◆ EXERCISE OBJECTIVE
Will you quote only the lines starting at the one that contains "Can you see the orange-red" and ending with the last line of the listing below, inclusive?
---- GIVEN DATA
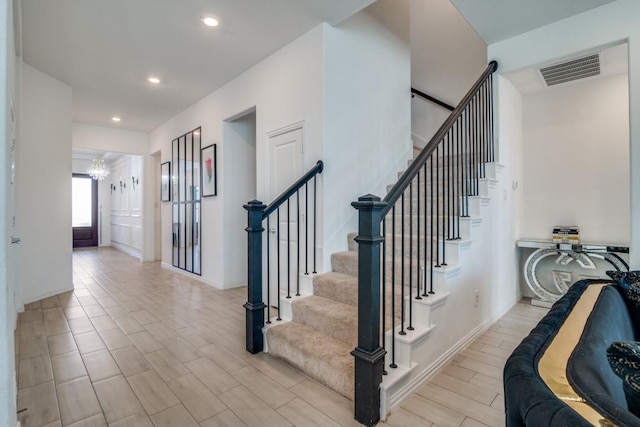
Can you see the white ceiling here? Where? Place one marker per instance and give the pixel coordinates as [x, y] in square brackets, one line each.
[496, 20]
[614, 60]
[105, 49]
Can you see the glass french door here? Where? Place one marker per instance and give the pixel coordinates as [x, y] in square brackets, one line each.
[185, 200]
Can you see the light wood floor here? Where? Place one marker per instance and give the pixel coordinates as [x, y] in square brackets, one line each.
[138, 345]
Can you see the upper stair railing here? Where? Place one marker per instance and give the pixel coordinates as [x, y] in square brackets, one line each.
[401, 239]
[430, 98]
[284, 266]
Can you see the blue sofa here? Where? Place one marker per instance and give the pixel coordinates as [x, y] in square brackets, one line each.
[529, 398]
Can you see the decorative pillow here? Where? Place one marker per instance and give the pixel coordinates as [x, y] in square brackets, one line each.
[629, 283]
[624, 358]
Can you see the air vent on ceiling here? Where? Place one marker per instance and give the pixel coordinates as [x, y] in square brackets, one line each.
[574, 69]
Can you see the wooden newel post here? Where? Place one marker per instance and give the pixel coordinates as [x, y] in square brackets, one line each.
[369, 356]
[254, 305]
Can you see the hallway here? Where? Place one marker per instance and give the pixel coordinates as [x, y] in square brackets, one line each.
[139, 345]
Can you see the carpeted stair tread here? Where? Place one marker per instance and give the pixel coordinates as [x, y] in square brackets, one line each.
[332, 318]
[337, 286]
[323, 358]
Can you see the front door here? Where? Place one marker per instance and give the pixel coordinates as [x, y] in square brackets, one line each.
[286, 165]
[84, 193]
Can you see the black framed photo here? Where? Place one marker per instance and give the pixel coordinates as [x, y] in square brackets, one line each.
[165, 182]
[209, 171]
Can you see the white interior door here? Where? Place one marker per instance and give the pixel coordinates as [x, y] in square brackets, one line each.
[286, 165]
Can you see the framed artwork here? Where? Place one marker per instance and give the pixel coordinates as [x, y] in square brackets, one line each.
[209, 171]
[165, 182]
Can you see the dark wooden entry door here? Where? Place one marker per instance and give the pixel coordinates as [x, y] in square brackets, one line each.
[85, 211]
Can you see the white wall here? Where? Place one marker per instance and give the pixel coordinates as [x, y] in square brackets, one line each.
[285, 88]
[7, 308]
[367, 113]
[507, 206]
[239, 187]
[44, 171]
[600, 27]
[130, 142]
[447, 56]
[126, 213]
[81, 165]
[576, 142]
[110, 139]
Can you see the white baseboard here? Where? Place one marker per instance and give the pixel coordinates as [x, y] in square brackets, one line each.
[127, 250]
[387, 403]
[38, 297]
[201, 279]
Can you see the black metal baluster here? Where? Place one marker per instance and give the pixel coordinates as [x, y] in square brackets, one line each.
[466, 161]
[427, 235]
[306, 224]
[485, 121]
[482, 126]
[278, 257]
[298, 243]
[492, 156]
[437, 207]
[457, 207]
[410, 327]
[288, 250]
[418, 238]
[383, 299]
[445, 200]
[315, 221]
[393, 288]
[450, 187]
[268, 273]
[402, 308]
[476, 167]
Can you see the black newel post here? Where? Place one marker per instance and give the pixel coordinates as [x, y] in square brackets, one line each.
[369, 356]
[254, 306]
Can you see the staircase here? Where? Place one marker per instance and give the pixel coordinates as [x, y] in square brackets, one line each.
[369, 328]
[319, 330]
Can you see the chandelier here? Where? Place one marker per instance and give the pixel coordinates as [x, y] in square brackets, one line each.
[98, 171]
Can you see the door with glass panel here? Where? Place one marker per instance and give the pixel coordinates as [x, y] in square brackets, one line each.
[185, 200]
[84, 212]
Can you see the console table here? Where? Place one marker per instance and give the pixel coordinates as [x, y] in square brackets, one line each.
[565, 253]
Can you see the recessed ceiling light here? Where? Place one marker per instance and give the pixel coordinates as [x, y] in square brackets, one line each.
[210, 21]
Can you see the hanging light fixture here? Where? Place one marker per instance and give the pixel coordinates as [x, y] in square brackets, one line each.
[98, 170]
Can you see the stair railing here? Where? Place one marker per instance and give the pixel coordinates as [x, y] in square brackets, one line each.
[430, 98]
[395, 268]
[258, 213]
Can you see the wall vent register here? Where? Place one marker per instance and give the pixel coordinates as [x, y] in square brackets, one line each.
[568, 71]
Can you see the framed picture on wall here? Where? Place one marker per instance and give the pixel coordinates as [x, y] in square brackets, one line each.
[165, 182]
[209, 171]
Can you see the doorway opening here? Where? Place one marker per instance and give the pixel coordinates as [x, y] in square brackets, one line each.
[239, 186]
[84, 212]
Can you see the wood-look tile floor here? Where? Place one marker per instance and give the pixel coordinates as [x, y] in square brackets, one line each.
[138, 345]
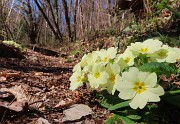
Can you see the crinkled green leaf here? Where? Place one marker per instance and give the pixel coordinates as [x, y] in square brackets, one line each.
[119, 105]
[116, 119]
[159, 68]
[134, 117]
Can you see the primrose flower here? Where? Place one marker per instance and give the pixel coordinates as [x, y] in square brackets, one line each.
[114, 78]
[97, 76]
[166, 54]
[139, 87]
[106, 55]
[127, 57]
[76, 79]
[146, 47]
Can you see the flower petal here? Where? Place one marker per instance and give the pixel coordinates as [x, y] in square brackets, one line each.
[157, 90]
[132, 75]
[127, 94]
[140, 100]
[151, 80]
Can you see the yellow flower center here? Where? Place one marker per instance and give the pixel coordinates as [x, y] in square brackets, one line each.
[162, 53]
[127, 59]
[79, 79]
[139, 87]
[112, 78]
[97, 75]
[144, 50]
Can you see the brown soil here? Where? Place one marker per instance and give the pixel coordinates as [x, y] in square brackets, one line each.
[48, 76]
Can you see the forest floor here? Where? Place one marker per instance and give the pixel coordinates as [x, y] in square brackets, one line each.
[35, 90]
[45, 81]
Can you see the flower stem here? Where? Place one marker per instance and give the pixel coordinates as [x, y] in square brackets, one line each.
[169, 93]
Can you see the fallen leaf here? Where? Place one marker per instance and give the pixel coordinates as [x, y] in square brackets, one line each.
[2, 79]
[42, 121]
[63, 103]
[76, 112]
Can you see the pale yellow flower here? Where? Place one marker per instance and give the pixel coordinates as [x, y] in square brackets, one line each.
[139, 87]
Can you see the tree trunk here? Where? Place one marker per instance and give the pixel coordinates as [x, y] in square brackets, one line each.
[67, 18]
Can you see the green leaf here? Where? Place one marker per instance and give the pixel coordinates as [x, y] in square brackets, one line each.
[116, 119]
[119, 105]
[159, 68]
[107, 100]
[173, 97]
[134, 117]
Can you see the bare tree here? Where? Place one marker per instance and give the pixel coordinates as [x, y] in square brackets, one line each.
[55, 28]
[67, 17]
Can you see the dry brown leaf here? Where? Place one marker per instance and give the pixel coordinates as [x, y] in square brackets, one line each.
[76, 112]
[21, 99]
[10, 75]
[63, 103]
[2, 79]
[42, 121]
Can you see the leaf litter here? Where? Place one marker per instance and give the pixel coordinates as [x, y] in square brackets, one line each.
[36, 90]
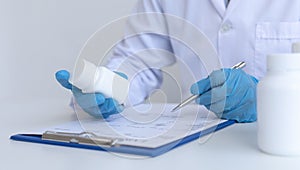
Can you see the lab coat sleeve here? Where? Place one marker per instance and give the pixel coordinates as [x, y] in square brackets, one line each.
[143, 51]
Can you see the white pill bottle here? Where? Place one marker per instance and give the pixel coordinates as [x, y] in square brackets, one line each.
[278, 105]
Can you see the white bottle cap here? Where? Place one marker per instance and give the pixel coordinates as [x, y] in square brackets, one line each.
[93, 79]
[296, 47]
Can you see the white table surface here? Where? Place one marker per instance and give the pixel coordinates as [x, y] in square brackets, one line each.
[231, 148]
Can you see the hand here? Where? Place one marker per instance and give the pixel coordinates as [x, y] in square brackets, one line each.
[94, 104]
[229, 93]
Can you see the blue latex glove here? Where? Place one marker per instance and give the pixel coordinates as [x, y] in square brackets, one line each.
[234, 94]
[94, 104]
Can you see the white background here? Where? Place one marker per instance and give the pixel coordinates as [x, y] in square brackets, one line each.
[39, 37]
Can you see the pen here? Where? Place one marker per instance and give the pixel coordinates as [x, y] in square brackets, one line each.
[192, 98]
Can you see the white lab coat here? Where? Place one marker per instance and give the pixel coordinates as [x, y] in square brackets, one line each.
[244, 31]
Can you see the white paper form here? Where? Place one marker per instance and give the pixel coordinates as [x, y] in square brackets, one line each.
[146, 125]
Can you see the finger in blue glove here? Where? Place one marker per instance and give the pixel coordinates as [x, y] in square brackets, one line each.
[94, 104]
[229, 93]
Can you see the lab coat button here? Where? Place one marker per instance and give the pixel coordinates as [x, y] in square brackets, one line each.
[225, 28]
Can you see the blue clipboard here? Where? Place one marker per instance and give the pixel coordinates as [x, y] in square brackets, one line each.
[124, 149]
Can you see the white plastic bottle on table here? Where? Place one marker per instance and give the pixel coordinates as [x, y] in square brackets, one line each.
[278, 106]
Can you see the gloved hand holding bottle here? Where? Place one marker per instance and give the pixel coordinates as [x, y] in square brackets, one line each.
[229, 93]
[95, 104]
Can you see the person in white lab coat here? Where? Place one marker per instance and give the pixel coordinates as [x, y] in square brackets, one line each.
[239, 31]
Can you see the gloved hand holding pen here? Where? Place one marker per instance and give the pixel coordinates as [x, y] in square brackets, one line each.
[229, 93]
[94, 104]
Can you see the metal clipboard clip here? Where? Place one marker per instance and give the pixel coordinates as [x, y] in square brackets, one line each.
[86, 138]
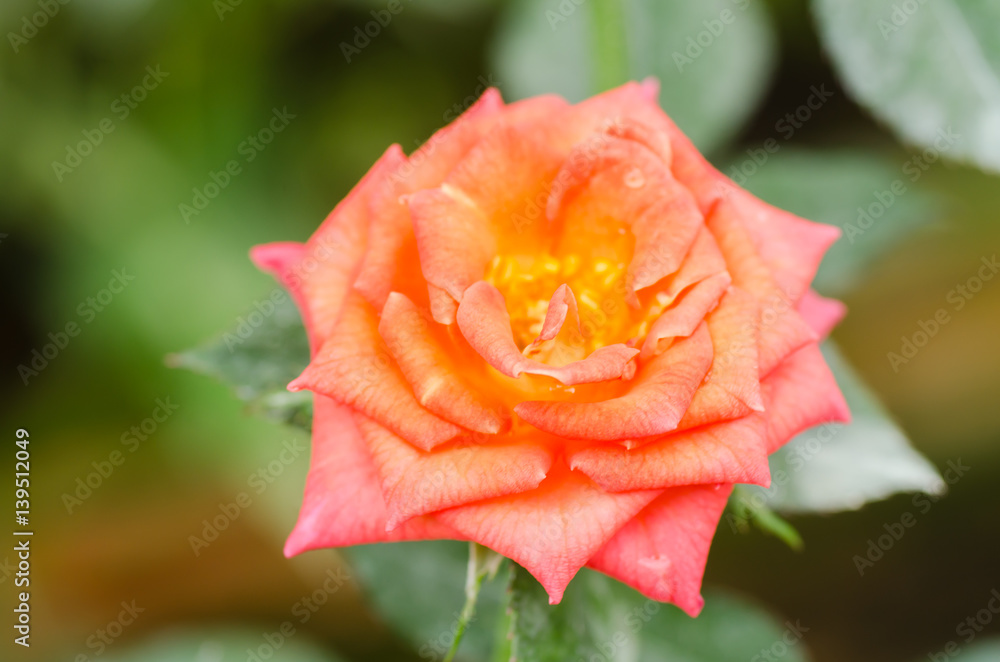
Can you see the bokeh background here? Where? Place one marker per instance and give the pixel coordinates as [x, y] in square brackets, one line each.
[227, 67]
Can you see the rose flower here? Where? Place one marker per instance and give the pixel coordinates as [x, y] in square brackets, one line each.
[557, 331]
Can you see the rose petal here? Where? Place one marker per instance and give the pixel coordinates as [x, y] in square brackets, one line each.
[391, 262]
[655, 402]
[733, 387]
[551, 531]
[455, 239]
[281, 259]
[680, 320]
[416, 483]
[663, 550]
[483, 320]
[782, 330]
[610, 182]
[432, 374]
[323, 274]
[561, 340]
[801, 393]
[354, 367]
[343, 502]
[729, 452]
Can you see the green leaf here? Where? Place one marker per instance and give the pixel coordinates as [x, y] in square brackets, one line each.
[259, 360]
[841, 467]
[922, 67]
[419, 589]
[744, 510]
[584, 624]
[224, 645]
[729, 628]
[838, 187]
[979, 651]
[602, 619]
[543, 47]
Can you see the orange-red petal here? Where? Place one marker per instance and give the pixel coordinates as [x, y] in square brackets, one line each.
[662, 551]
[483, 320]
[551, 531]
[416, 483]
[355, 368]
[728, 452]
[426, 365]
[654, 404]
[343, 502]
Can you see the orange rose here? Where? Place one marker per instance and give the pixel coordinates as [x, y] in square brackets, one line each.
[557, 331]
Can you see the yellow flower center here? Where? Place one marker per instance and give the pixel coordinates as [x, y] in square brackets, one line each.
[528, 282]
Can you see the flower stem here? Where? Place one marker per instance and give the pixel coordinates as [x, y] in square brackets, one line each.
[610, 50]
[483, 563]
--------
◆ TASK ANSWER
Can you see the orange-red petal here? Where? Place one marker per instance and give the pixel coordinates as [x, y] in square brackets, one line each.
[662, 551]
[483, 320]
[551, 531]
[416, 483]
[355, 368]
[728, 452]
[426, 365]
[654, 404]
[343, 502]
Can you see the orange rose here? Where? Place one marker per instance and give the pixel coordinates as [x, y] in square brackets, one line each.
[557, 331]
Can you see the yellow flower center here? Where? Place one marker per instance and give the pixel coordinates as [x, y] in square brackets, one line each.
[528, 282]
Can you see the flower stem here? Where? Place one marker per instance and give the pixel coordinates as [x, y] in square brackets, one line each.
[610, 50]
[483, 563]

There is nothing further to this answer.